### 課題の目的
すべてのエントリーで「Query」を「Label」に変え、ほかは一切変えずに書き直すこと。画像は答えに含めないこと。

### 与えられたエントリー
______
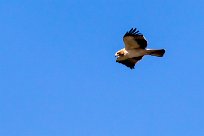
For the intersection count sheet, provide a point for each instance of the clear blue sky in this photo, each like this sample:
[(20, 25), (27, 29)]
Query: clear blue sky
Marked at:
[(58, 75)]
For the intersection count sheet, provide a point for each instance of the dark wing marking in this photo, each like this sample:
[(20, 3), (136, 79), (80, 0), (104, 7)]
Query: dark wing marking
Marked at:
[(130, 62), (134, 39)]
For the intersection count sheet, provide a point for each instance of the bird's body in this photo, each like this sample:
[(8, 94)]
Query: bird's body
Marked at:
[(135, 49)]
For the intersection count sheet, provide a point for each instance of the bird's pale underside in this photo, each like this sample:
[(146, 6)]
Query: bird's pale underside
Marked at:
[(135, 49)]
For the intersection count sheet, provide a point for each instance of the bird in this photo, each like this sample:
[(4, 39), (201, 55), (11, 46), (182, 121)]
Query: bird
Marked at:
[(135, 49)]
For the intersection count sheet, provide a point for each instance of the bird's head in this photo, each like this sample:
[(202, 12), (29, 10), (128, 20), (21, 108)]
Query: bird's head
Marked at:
[(120, 53)]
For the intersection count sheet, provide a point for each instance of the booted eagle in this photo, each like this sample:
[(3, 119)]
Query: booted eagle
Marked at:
[(135, 49)]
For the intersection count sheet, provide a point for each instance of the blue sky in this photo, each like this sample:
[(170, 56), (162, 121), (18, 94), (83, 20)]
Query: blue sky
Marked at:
[(58, 75)]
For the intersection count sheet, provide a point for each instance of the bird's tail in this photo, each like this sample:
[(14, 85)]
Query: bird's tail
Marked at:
[(158, 53)]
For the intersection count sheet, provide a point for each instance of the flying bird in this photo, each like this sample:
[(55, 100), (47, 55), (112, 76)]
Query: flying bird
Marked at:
[(135, 49)]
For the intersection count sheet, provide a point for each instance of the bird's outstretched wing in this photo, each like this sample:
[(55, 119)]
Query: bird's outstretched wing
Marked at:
[(130, 62), (133, 39)]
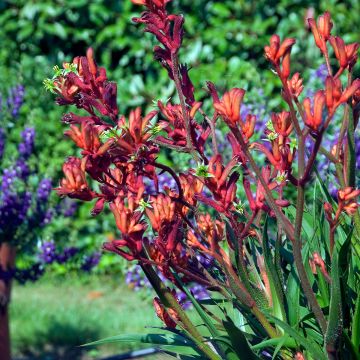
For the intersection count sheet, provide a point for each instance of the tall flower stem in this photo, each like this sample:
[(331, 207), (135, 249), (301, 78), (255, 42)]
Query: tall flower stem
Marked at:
[(7, 261), (288, 227), (170, 302), (297, 243)]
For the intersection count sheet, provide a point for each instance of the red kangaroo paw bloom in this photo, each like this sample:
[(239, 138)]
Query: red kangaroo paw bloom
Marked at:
[(321, 30), (74, 184), (295, 85), (161, 212), (229, 106), (347, 200), (282, 123), (174, 125), (87, 87), (87, 138), (314, 116)]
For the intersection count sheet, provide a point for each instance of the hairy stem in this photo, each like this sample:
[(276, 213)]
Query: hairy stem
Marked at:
[(170, 302), (175, 71)]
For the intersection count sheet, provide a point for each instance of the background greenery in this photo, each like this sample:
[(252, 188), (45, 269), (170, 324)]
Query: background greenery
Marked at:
[(224, 43)]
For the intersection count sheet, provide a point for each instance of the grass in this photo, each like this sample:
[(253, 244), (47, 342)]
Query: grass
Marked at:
[(52, 317)]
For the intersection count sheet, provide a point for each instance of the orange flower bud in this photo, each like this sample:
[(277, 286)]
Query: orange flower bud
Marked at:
[(322, 30), (314, 116), (282, 123), (295, 85), (346, 54)]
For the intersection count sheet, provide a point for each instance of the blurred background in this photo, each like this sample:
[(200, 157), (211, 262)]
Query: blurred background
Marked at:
[(66, 291)]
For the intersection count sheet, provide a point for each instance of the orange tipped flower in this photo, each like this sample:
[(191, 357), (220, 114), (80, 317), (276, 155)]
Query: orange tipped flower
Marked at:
[(229, 106), (162, 211), (149, 3), (321, 30), (275, 51), (314, 116), (282, 123), (74, 184), (295, 85)]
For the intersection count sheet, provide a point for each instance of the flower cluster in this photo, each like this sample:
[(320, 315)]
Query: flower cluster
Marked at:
[(202, 211), (23, 208)]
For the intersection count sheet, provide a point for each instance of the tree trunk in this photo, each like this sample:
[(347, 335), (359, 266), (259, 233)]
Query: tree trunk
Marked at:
[(7, 262)]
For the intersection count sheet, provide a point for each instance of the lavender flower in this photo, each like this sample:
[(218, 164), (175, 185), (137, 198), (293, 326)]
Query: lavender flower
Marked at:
[(47, 252), (15, 100), (135, 278), (22, 169), (90, 261), (2, 141), (68, 253), (44, 190), (67, 207), (26, 147)]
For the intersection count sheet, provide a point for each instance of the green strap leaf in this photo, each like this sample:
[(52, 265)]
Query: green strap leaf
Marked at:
[(338, 282), (238, 341), (311, 346)]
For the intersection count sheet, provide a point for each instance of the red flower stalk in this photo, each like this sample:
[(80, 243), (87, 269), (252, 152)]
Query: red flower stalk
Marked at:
[(84, 84), (168, 316), (174, 126), (86, 138), (127, 214), (213, 230), (220, 183), (314, 116), (321, 30), (191, 186), (168, 29), (74, 184), (259, 202), (347, 200), (162, 211)]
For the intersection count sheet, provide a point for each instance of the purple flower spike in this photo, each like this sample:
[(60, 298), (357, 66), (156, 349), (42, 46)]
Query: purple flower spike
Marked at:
[(44, 190), (26, 147), (2, 141), (91, 261), (16, 100), (47, 252)]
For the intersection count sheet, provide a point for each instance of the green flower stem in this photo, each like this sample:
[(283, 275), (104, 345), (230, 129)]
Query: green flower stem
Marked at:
[(287, 226), (175, 71), (169, 301), (297, 243)]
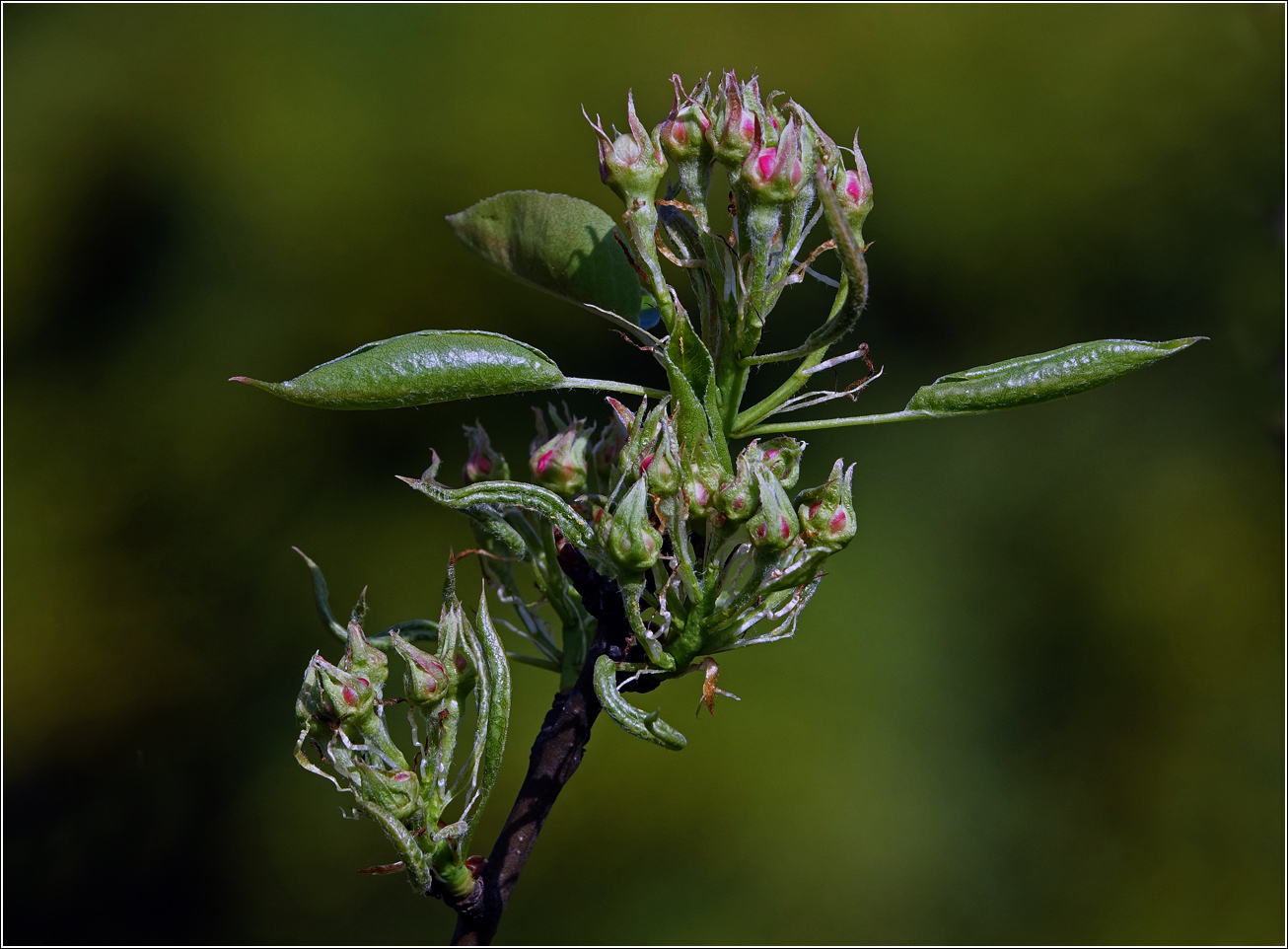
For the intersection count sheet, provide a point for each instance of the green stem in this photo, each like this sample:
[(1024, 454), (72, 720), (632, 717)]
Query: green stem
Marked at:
______
### 解答
For the intersection count sheet, provide a point for each instance of the clear blue sky in this photo, each like this sample:
[(20, 25), (27, 29)]
Label: clear blue sky
Marked at:
[(58, 75)]
For the intersection count sheet, provide a point for each instance of the dark wing marking in this photo, each like this sample:
[(20, 3), (136, 79), (80, 0), (104, 7)]
Label: dark wing marking
Marked at:
[(130, 62), (134, 39)]
For the intersection count sheet, provide a point for each instance of the bird's body in this photo, each like this sample:
[(8, 94)]
Label: bird's body
Marked at:
[(135, 49)]
For the intersection count sheet, provide a point for each instance of the bird's pale underside in this photo, each like this sample:
[(146, 6)]
Label: bird's pale underside
Marked at:
[(135, 49)]
For the intersection count sheet, provide a point for each instance of the bird in this photo, each like this sample:
[(4, 39), (201, 55), (11, 46), (182, 121)]
Label: bird
Marked at:
[(135, 49)]
For the intersection count sheet, provide a point for each instance of the bird's head in this photo, each like this sample:
[(202, 12), (29, 10), (128, 20), (21, 108)]
Label: bird's head
Marked at:
[(120, 53)]
For the intersection count sheet, provide a point for each instance of the booted eagle in this photo, each like this sample:
[(3, 119)]
Label: booted eagle
Marked at:
[(135, 49)]
For the intersection count sheet, provide a point for each instance of the blue sky in this photo, each like this sample:
[(170, 56), (162, 121), (18, 94), (83, 20)]
Label: blue sky
Marked at:
[(58, 75)]
For the intersection count sheet, provide a point for each instance of the bird's tail in this photo, each like this sample:
[(14, 85)]
Label: bird's tail
Marked at:
[(158, 53)]
For the intersection count sheet, provide a point for each instance of the flying bird in this photo, each like this sample:
[(55, 100), (47, 55), (112, 76)]
Label: flying bird
Marked at:
[(135, 49)]
For the intersection count sheet, provide a point for each instance of the bird's outstretched wing in this photo, each like this sample:
[(55, 119)]
Label: bird's outstretched wing
Marked at:
[(130, 62), (133, 39)]
For the intersection count sheet, provide a point for each instance of the tall flower stem in this photo, each like this sample:
[(331, 207), (135, 249), (301, 78), (255, 42)]
Label: tall flower stem
Marked at:
[(7, 261), (288, 227), (170, 302), (297, 243)]
For the intersection count sheet, provide a point for each instance of the red kangaroo paw bloom in this photo, each like this sample:
[(239, 138)]
Label: red kangaroo paw bloom
Marked at:
[(321, 30), (74, 184), (295, 85), (161, 212), (229, 106), (347, 200), (282, 123), (174, 125), (87, 87), (87, 138), (314, 116)]
For the intersection count sheet, provide a point for each instance of the hairy stem in this photo, each like this sample:
[(276, 213)]
Label: hairy stem
Marked at:
[(170, 302), (175, 71)]
For the intersection count sheet, provide a point for each instance of the background greenery in this photo, each like this sample:
[(252, 188), (45, 269), (170, 324)]
Label: background greenery
Marked at:
[(224, 43)]
For the intersection count sheet, provide a point for each instance of the grass in this photo, each like this sample:
[(253, 244), (47, 342)]
Label: grass
Marked at:
[(52, 317)]
For the intersection count sheet, provide a point for each instance of the orange flower bud in this photo, each like this sample:
[(277, 286)]
Label: orange flower bud
Marked at:
[(322, 30), (314, 116), (282, 123), (295, 85), (346, 54)]
For the intersection count sheet, provide a point for each instance of the blurred background in this photo, each like this sample:
[(200, 157), (211, 262)]
Label: blurred background
Marked at:
[(66, 291)]
For the intersection count sheet, provide a point for each instance of the orange tipped flower in this photo, each like this sample:
[(191, 357), (220, 114), (80, 317), (276, 155)]
Label: orange tipped flower
Marked at:
[(229, 106), (162, 211), (149, 3), (321, 30), (275, 51), (314, 116), (282, 123), (74, 184), (295, 85)]
For the intersection count sheet, provide a point for each instance of the flower cluster in this photo, each like this sample:
[(320, 315)]
Label: flower cluster
Marked at:
[(202, 211), (23, 208)]
For the intersection count sheet, provide a point for each instance of the tree trunk in this photo, each like this sample:
[(347, 335), (359, 266), (259, 233)]
Label: tree trunk
Marked at:
[(7, 262)]
For the intersection count sheet, provide a point for each instance of the lavender flower in this photo, each like this sample:
[(218, 164), (175, 185), (137, 198), (293, 326)]
Label: lavender flower
Marked at:
[(47, 252), (15, 100), (135, 278), (22, 169), (90, 261), (2, 141), (68, 253), (44, 190), (67, 207), (26, 147)]
For the intersection count sheet, provide a point for each instance of the green strap leaf in this photo, each like this sample:
[(52, 265)]
Label: green strap leaf
Marked at:
[(338, 282), (238, 341), (311, 346)]
For the intersection count sheet, provide a point for each instance of the red flower stalk in this photo, each like this sample:
[(80, 243), (87, 269), (252, 152)]
Label: red flower stalk
Marked at:
[(84, 84), (168, 316), (174, 126), (86, 138), (127, 214), (213, 230), (220, 183), (314, 116), (321, 30), (191, 186), (168, 29), (74, 184), (259, 202), (347, 200), (162, 211)]
For the intersection count sheet, provide a point for each instance of the purple flower spike in this photo, each like this sample:
[(60, 298), (357, 66), (156, 349), (42, 46)]
Label: purple flower spike
Marked at:
[(44, 190), (26, 147), (2, 141), (91, 261), (16, 100), (47, 252)]
For the intersection count sheet, provide a point for each instance of the green flower stem in this photo, each like this sample:
[(283, 275), (104, 345), (230, 129)]
Label: green flower stem
Marked at:
[(287, 226), (175, 71), (169, 301), (297, 243)]
For the intersection count sheet, provide a point for each instance of the green stem in this photo, each like this sample:
[(1024, 454), (72, 720), (632, 717)]
Label: green stem
Marked at:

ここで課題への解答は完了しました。